> **Tasks to perform**:
a – Extract everything from "Some properties of diamagnetic materials" down to "that of unity." in the FAQ text on magnetic materials, word for word.
b – Extend the FAQ on the magnetic classification of materials, picking up right after its final line.

> **Quoted passage**:
*****
FAQs on Magnetic Classification of Materials

1. Give some properties of diamagnetic material. Also, list some of their uses. 

Some properties of diamagnetic materials are as follows:

  • These substances are always repelled by a magnet.

  • Diamagnetic substances are repelled weakly by the field, and so in a nonuniform field, these substances travel to a weak part from the strong part of the external magnetic field.

  • The atomic dipoles in diamagnetic substances are zero because the net magnetic moment of each atom is zero, which is due to the presence of paired electrons.

  • The magnetic susceptibility of these materials is both negative and small. The relative permeability of diamagnetic materials is slightly less to that of unity.

  • Diamagnetic materials are independent of temperature, and they do not obey Curie’s law.

  • The intensity of diamagnetic materials is negative, very small, and proportional to the magnetizing field.

2. Give some properties of ferromagnetic material.

Ferromagnetic substances possess a mechanism called ferromagnetism. Some properties of ferromagnetic materials are as follows:

  • When a rod made up of a ferromagnetic substance is placed in a magnetic field, it rapidly aligns itself in the direction of the magnetic field.

  • The magnetic dipole moment of a ferromagnetic material is large, and it is in the direction of the magnetizing field.

  • A material loses its ferromagnetic property in its liquid and gaseous states.

  • Ferromagnetic materials are attracted by a magnet very strongly.

  • The intensity of magnetization, magnetic susceptibility, and the magnetic flux density of a ferromagnetic material is very large and positive. 

3. What is magnetism and what are magnetic properties?
*****
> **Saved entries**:

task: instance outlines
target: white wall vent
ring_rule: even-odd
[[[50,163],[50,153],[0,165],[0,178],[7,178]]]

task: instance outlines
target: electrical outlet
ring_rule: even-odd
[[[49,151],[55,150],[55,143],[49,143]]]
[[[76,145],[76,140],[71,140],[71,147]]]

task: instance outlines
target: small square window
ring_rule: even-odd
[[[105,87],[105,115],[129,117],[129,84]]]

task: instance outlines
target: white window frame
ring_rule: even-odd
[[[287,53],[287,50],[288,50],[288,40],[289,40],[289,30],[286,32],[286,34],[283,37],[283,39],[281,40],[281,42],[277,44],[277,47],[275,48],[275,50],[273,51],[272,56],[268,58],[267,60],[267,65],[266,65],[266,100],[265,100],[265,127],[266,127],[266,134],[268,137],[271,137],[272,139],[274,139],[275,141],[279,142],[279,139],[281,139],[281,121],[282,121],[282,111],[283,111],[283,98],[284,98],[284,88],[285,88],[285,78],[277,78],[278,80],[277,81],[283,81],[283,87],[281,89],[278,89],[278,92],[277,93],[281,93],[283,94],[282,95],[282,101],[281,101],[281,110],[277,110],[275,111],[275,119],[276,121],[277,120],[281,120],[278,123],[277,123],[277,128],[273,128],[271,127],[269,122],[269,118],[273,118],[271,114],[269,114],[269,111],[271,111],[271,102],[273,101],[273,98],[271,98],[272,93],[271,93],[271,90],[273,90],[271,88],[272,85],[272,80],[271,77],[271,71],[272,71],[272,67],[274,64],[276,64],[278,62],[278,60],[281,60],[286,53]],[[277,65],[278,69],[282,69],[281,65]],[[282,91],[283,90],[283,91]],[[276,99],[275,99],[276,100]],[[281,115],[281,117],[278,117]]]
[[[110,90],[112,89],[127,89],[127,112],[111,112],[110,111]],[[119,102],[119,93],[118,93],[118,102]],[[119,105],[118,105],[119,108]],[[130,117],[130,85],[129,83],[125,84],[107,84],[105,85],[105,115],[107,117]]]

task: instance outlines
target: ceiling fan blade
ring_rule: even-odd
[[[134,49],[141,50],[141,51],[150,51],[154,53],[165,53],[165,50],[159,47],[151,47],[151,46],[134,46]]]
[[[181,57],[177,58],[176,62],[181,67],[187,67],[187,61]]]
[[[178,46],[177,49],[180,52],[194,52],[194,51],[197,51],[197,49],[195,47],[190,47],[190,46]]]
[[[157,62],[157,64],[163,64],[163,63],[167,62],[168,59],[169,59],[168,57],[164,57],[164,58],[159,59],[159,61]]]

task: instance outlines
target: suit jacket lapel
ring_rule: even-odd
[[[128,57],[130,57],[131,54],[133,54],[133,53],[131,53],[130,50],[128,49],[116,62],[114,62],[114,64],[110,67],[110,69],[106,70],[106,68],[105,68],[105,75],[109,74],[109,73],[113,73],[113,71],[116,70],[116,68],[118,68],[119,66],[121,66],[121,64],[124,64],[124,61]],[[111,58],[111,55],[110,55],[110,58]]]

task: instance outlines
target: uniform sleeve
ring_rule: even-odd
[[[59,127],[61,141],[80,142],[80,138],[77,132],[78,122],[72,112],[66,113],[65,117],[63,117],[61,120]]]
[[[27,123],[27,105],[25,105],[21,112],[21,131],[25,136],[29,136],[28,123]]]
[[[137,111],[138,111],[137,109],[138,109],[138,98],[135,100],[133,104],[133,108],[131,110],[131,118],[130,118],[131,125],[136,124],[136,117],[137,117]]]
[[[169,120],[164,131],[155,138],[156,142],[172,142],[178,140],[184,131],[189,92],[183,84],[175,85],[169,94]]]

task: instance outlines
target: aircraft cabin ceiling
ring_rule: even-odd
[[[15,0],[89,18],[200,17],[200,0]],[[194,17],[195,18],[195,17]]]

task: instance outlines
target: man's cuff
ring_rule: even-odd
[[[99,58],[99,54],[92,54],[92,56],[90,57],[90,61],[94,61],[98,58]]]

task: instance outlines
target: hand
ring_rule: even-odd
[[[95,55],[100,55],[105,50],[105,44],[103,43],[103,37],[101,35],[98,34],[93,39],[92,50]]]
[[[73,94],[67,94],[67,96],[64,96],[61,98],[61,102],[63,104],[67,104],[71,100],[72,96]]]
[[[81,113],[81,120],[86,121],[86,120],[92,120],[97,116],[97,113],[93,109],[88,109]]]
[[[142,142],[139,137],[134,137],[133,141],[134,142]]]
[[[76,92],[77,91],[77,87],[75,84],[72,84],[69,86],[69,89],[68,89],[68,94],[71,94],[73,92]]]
*****
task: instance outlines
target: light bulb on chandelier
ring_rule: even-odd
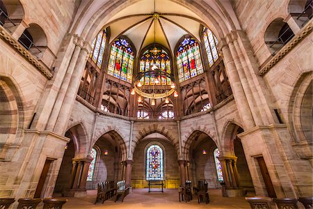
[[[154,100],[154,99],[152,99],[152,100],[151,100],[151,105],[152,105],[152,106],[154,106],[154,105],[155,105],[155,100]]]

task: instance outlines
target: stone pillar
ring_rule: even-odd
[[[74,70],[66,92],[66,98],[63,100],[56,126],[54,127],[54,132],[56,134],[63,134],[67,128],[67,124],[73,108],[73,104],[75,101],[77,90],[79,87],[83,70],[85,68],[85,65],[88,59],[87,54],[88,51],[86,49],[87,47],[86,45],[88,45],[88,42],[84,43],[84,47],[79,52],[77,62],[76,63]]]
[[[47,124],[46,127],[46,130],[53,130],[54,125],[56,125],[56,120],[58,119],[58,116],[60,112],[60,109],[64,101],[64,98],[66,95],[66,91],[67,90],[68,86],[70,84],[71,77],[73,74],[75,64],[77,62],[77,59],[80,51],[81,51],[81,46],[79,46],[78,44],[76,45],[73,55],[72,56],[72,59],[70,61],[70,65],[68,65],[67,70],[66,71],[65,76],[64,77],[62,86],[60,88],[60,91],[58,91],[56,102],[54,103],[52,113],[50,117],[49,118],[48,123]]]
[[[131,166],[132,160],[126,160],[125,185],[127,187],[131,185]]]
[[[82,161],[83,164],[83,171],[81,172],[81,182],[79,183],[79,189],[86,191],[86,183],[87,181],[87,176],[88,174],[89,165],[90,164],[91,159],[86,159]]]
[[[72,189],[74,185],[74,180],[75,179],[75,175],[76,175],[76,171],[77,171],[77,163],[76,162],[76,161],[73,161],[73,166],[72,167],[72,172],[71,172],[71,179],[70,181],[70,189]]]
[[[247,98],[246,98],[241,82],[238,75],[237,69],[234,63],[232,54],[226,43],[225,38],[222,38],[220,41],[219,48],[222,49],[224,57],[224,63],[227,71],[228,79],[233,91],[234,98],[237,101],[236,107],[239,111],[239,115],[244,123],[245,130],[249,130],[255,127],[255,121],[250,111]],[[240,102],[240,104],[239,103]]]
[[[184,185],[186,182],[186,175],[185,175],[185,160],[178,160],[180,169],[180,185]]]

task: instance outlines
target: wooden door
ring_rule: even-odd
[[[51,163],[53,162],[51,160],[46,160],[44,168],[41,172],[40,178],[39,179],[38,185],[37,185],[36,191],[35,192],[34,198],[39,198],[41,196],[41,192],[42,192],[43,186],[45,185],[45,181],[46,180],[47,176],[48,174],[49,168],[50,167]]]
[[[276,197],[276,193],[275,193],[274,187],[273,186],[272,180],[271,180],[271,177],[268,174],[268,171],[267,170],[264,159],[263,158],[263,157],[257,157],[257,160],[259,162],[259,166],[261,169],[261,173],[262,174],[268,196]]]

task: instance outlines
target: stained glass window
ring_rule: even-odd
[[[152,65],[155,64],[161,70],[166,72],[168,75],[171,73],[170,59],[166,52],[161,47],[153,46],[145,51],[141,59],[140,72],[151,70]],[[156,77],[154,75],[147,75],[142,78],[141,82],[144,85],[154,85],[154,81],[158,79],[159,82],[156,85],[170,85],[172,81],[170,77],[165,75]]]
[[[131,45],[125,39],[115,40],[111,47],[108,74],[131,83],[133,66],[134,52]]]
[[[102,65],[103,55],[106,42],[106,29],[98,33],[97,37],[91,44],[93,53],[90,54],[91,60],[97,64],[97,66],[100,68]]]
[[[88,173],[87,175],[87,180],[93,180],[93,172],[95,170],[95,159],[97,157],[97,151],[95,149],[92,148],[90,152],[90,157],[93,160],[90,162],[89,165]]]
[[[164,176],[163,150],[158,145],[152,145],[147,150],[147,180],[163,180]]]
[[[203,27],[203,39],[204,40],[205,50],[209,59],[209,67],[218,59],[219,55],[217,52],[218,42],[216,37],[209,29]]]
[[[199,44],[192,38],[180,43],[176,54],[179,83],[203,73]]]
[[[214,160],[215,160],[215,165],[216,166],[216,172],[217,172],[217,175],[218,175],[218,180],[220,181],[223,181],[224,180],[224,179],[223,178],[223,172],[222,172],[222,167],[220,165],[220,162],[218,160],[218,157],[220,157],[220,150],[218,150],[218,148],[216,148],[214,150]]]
*****
> **Solved tasks**:
a –
Some properties of diamagnetic materials are as follows:

  • These substances are always repelled by a magnet.

  • Diamagnetic substances are repelled weakly by the field, and so in a nonuniform field, these substances travel to a weak part from the strong part of the external magnetic field.

  • The atomic dipoles in diamagnetic substances are zero because the net magnetic moment of each atom is zero, which is due to the presence of paired electrons.

  • The magnetic susceptibility of these materials is both negative and small. The relative permeability of diamagnetic materials is slightly less to that of unity.

b –
Magnetism is one of the properties of matter which can be found in numerous other materials present on the Earth which behave as conductors and insulators in different varying forms and degrees. Metallic systems, for example, exhibit either superconducting or magnetic order at low temperatures. The intrinsic magnetic dipole moment of a substance's electrons determines the degree of magnetism. Magnetization is also described as the substance's net magnetic dipole moment per unit volume, and it is usually referred to as the degree of magnetism. Now let’s understand what are the types of magnetic properties. Magnetic properties can be simply said as the individual behaviour of different magnets. There are majorly three types of magnetic properties under which the materials have been classified according to their magnetic behaviour, these three properties have been stated below:

  1. Ferromagnetic

  2. Diamagnetic

  3. Paramagnetic

4. What are the Paramagnetic materials and what are their properties?

Along with the two magnetic properties which are Ferromagnetic and diamagnetic, there is a third magnetic property that is also very important to understand and learn as the majority of materials present on Earth comprise of this magnetic property which is paramagnetic property. Magnetic fields have a very small susceptibility in the case of paramagnetic materials, which means these types of materials are very slightly attracted by them. Also, they do not, however, retain or regain their magnetic properties once the external magnetic field is removed from their sight or range, unlike ferromagnetic materials. Even though most of the elements are paramagnetic in nature, they are classified as 'non-magnetic' because their attractive force is thousands of times a lot weaker than that of the magnetic force present in ferromagnetic material. A few examples of paramagnetic materials are molybdenum, magnesium, tantalum, and lithium.

5. Who discovered the first magnet and why was it named magnet?

Magnes, a shepherd, was the first person to discover a magnet in Ancient Greece. He used to carry a stick with a small piece of iron attached to it when grazing his goats and sheep on a mountain, his stick got caught up with a rock one day, and Magnes struggled hard to free it up. He later noticed that it became difficult to free his stick as the rock was a natural magnet and that it was drawn to the stick's iron tip.


As a result, the natural magnet magnetite was discovered and named after the shepherd. However, some people believe it was first discovered in the city of Magnesia.